_TASK DESCRIPTION_
Each line of the listing that contains the word "indicate" is to be copied.

_RECORD SET_
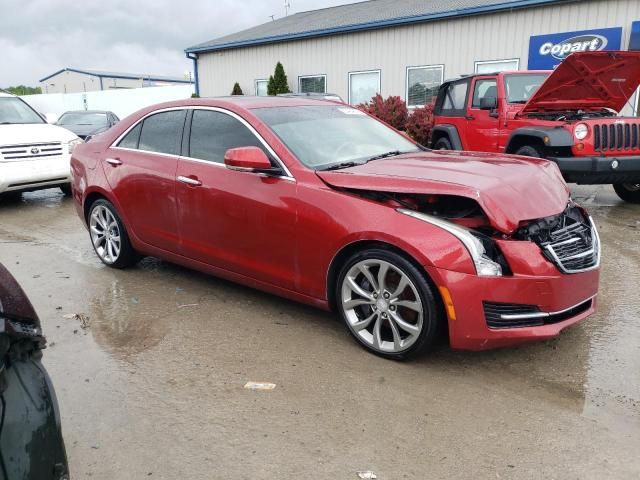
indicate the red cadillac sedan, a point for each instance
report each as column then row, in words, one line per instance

* * *

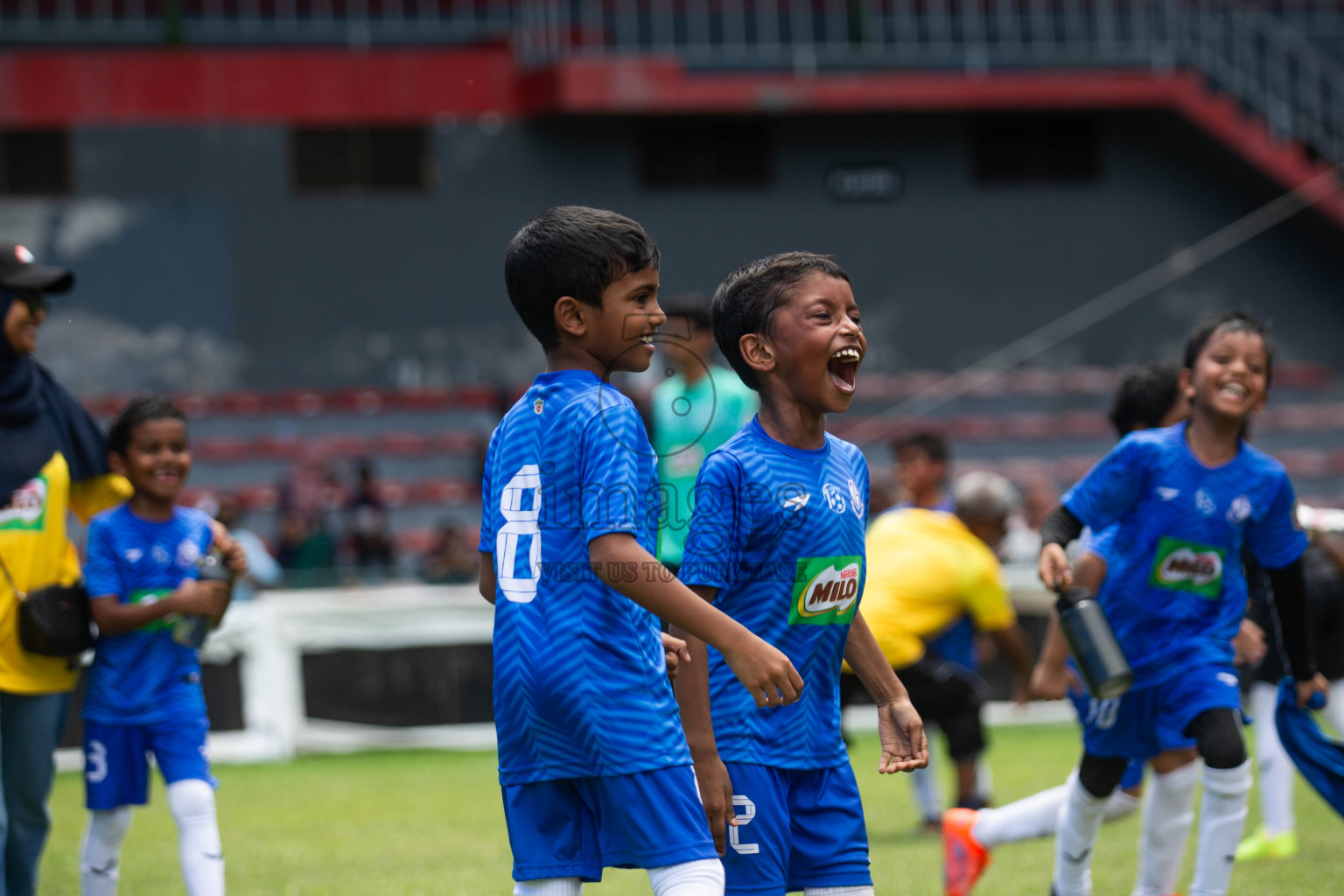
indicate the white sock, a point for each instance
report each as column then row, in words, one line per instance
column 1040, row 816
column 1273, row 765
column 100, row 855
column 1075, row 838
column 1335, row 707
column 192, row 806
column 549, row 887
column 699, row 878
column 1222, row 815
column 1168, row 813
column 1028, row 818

_THE COMPLETED TASK_
indicate the red cadillac sedan, a point for each instance
indicate the white sock, a point for each instance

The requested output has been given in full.